Wednesday, November 10, 2010

Waiting for Rain

In the third grade, my elementary school held a poem writing contest to celebrate Arbor Day.   As much as I would like to say I wrote a poem, won the contest and decided right then that I would one day be a writer, that isn’t what happened at all.  I wrote a poem, that much is true, and it did gain the attention of the judges, as well as the entire school. 

I will never forget standing in line one day and realizing something was going to be different for me.  Teachers were whispering, pointing, and I overheard my own teacher say to another, “Yes, that’s her.”  This is third grade, mind you, when the world is a fair and caring place, where good deeds are rewarded, only bad condemned.  I knew I had done nothing wrong, but for some reason, I had an overwhelming desire to wet my pants.

My teacher had called my parents and they were waiting after school.  We sat in the classroom and listened as she explained that my poem was disqualified from the Arbor Day competition.  Although she had sworn that I wrote it while sitting in her class, the judges did not believe her.  They said there was no way that a third grader could have written it.

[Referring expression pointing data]
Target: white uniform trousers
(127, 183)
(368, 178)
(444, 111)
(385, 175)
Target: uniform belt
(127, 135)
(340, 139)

● **Work instructions**
#1 In the Arbor Day post, what reason did the judges give for not believing the teacher?
#2 Please pick up the Arbor Day post after its last sentence and continue it for a few paragraphs.

● **Answers provided**
#1 They said there was no way that a third grader could have written the poem.

#2
I’m not trying to say it was that good.  I described apple trees as pretty and oak trees as witty and they whispered to flowers in anticipation of spring showers.  I’m not even saying I didn’t get any help on the poem, as I pointed out honestly.  I mean, how many third graders can actually spell ‘anticipation’?  But aside from a spell checker, it was my work, and aside from my teacher, my dad and possibly even my mother, no one believed me.  Of course word got around school that I was a cheater and a liar and the rest of third grade was pretty much miserable.  But aside from that, I learned a very important lesson. Life is not fair. 

As a teenager, I wrote for my own entertainment.  Instead of leaving notes for friends or my parents, I would write a little story which frequently brought a smile and often the comment, “You should write.”  My response, “I don’t like rejection.”  Truthfully, it never was the rejection that bothered me, it was humiliation that I wasn’t too excited about, and my only experience with writing had been just that: humiliating. 

Although I know it is silly to hang on to a childhood memory for so many years, the pretty apple trees, thirsting for the first rain of Spring, haunted me for a long time.  How many books have I written that never made their way beyond my own pen and paper?  At least three.  How many stories have I written that I eventually threw away, not wanting to share with anyone else?  Hundreds. 

As my own children were growing up, I made a point to let them know that life is not fair.  However, I would add, that doesn’t mean you shouldn’t stop trying, because one day, you might actually get your due.  When my father passed away in 2000, I found the infamous Arbor Day poem, tucked away amongst his papers.  As I held it, an elementary poem on a piece of gray paper from a Big Chief tablet written in the D’Nealian cursive of a third grader, I knew that by saving it, he was telling me the same thing.  Keep trying, you just might get your due.  I started writing again the next day, and haven’t stopped.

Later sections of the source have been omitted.